- Data lines:
──────

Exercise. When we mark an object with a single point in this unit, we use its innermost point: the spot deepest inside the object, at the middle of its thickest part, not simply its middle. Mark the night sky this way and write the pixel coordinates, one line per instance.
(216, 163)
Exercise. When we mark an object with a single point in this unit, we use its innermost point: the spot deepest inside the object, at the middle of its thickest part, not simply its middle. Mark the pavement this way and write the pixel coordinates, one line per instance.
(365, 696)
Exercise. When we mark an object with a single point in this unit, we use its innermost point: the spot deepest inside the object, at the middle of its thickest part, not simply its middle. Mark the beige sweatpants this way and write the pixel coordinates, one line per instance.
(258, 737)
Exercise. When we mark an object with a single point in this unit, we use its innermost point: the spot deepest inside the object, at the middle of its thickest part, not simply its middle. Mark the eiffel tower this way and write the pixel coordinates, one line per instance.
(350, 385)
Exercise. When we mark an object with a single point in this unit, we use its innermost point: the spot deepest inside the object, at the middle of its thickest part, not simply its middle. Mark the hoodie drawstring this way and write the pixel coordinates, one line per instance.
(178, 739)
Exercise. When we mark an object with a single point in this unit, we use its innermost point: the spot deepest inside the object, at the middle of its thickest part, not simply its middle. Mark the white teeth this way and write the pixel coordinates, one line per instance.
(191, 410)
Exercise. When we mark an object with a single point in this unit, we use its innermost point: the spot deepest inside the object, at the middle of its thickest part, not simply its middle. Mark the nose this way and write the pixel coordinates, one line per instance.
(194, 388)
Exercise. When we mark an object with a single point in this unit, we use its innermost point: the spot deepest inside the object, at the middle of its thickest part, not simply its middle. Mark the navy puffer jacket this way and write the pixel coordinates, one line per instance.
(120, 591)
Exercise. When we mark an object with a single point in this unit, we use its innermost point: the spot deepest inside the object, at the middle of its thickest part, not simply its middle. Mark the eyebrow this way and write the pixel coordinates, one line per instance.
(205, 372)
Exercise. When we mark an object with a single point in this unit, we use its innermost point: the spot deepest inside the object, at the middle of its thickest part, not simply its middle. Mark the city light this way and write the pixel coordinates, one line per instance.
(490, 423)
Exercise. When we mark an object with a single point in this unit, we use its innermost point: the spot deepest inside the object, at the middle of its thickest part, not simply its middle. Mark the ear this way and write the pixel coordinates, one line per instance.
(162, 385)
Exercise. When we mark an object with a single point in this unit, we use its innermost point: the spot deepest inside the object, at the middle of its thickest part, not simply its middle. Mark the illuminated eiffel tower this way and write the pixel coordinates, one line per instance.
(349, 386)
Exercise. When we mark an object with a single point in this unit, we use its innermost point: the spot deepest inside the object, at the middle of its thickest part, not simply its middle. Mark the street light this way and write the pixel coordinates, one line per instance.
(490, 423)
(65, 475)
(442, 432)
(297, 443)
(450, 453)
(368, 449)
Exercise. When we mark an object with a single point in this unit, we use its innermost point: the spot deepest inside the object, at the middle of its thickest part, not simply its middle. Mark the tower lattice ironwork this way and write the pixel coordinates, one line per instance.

──────

- Problem details: Copy the entries above exactly, leaving none out.

- Output of the task:
Exercise. When we mark an object with a single point in this unit, we use its innermost point: the spot deepest inside the object, at the middle of its thickest part, not simply its middle. Mark the night sky this way and write the pixel coordinates, one line per instance.
(216, 163)
Exercise. When we mark an object with a single point in this unit, we use its innermost point: the spot deepest inside the object, at the middle of its thickest part, not simply its middle. Mark the pavement this way and write the pixel coordinates, one line per instance.
(365, 696)
Exercise. When we mark an object with a single point in this unit, we use its innermost point: the spot deepest inside the object, at the middle of its thickest part, not simply its middle. Mark the beige sweatpants this way and write the pixel coordinates, one line per instance.
(258, 737)
Exercise. When we mark an object with a single point in this unit, we use its innermost point: the spot deepest inside the object, at the middle of its thickest part, not simply its middle. Mark the eiffel tower this way and write the pixel coordinates, one line per instance.
(350, 385)
Exercise. When we mark an object with a single point in this unit, we use its innermost point: the spot deepest inside the object, at the middle of its thickest part, not simply its middle. Mark the hoodie drawstring this way and write the pixel coordinates, one line per instance.
(178, 739)
Exercise. When we mark an object with a single point in this unit, we use its innermost point: the spot deepest inside the object, at the middle of its thickest part, not simply its middle. Mark the white teeth this way and write the pixel coordinates, one line per instance.
(191, 410)
Exercise. When we mark an object with a single point in this unit, we use its innermost point: the spot deepest inside the object, at the middle of its thickest part, not simply its middle. Mark the nose this way and write the pixel coordinates, one line per instance.
(194, 388)
Exercise. When we mark an object with a single point in this unit, we use its innermost point: the spot deepest inside the object, at the middle of its thickest part, not simply its middle. Mark the navy puffer jacket this way and write the pixel coordinates, one line per instance.
(120, 591)
Exercise. When we mark an object with a single point in this unit, we use its innermost point: the spot deepest inside the object, at the middle of its thickest part, not simply its middle. Mark the eyebrow this way and write the pixel coordinates, one line per instance.
(205, 372)
Exercise. When we mark an object with a single point in this unit, we use its innermost point: the spot deepest inside the object, at the middle of its thickest part, not simply its middle. Mark the city light this way and write the pixel coordinates, one line per instance.
(490, 423)
Exercise. When we mark an object with a single point in this unit, we use its innermost point: the spot deepest inside the object, at the middle of its thickest part, not simply its middle. Mark the ear this way and write the pixel coordinates, one line per instance.
(162, 385)
Exercise. When we mark an object with a single point in this unit, we use its innermost point: the spot deepest inside the object, at the middle of its thickest part, not simply its middle. Mark the illuminated eiffel tower this way and write the pixel coordinates, one line per instance.
(349, 386)
Exercise. When we mark an object with a single point in this unit, we use its innermost point: the spot deepest inside the object, at the middle of its thickest part, not simply its middle. Mark the street light this way and write the pixel coordinates, one line per instance.
(490, 423)
(65, 475)
(442, 432)
(297, 443)
(450, 453)
(368, 449)
Exercise. When we mark an object with a single point in this unit, we use its innermost point: the spot deepest inside the object, at the middle of its thickest part, not simply its middle. Mark the tower lattice ironwork this way and write the pixel coordinates, one line per instance.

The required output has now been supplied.